> _Passage to read_
++++++++

Your implementation is a nearly one-to-one implementation of the C++ from Geeks and it appears rather C++-ish.


When it comes to naming, you should call your members after what they do or represent, - not after how they do it or is: DFS() as well as _list tell me nothing.


        for (int row = i - 1; row <= i + 1 && row < boggle.GetLength(0); row++)
        {
            for (int col = j - 1; col <= j + 1 && col < boggle.GetLength(1); col++)
            {
                if (col >= 0 && row >= 0 && !visited[row, col])
                {
                    DFS(row, col, boggle, dictionary, str, visited);
                }
            }
        }

IMO this way to determine the boundaries of the loops is hard to follow. The stop conditions are calculated in the for-statements while the start conditions are determined half in the for-statements and half in the if-statement.

A more clean and C#-ish way could be something like:

  int minRow = Math.Max(0, row - 1);
  int maxRow = Math.Min(rows, row + 2);
  int minCol = Math.Max(0, col - 1);
  int maxCol = Math.Min(cols, col + 2);

  for (int r = minRow; r < maxRow; r++)
  {
    for (int c = minCol; c < maxCol; c++)
    {
      if (!visited[r, c])
        Search(r, c);
    }
  }

The conditions are calculated once before the loops and hence separated nicely from the loops, and the loops are immediately easy to read and understand. For rows and cols see below.


    private bool IsWord(string str, string[] dictionary)
    {
        for (int i = 0; i < dictionary.Length; i++)
        {
            if (string.CompareOrdinal(str, dictionary[i]) == 0)
            {
                return true;
            }
        }
        return false;
    }

In C# this is a one-liner:

    private bool IsWord(string str, string[] dictionary)

++++++++

> _Data extract_
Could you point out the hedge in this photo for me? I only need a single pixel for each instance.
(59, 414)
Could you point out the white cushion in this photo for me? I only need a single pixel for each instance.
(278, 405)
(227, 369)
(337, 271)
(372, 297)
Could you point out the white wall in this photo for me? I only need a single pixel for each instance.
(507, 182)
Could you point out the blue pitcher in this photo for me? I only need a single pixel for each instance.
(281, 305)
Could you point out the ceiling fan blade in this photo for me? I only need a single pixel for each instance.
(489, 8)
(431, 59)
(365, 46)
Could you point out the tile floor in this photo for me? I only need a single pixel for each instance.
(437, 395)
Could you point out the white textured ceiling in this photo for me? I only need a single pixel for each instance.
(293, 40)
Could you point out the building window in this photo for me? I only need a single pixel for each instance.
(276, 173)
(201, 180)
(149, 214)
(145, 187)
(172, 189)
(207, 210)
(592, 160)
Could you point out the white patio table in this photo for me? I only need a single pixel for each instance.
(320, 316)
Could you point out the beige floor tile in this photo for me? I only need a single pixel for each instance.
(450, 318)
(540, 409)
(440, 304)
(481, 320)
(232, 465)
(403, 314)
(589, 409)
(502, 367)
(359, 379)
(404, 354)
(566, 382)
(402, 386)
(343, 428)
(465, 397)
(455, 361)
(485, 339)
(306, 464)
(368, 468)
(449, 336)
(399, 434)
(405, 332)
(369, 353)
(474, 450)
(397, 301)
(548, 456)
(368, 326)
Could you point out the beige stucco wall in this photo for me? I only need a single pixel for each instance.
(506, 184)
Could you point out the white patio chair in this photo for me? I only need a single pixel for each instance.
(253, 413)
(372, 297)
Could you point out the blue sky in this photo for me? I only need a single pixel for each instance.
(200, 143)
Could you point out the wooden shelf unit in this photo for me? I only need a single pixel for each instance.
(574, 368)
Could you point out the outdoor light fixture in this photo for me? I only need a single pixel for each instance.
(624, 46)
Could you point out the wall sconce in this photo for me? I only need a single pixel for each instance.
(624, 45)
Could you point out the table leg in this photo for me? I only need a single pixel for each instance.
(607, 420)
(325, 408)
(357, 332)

++++++++

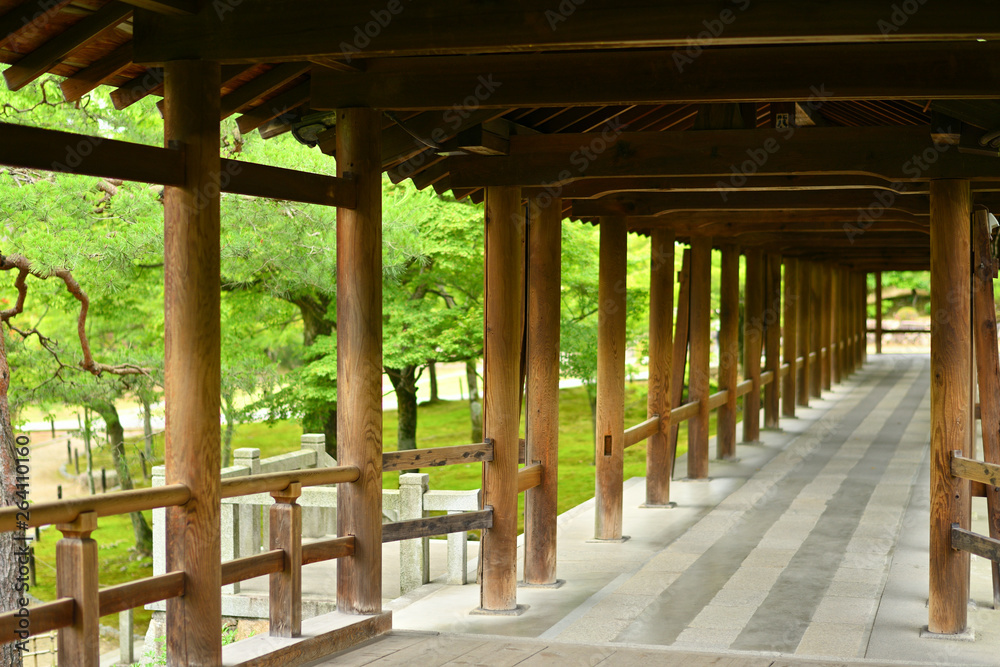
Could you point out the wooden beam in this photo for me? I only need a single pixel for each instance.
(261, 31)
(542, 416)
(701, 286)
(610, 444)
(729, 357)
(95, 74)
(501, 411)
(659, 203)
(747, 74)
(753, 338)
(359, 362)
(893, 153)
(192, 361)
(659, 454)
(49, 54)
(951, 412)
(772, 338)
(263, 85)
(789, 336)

++++++++

> _Exercise description_
In the code review, update everything from "Search(r, c);" down to "< dictionary.Length; i++)" by replacing "dictionary" with "wordList" throughout.

> _Solved exercise_
Search(r, c);
    }
  }

The conditions are calculated once before the loops and hence separated nicely from the loops, and the loops are immediately easy to read and understand. For rows and cols see below.


    private bool IsWord(string str, string[] wordList)
    {
        for (int i = 0; i < wordList.Length; i++)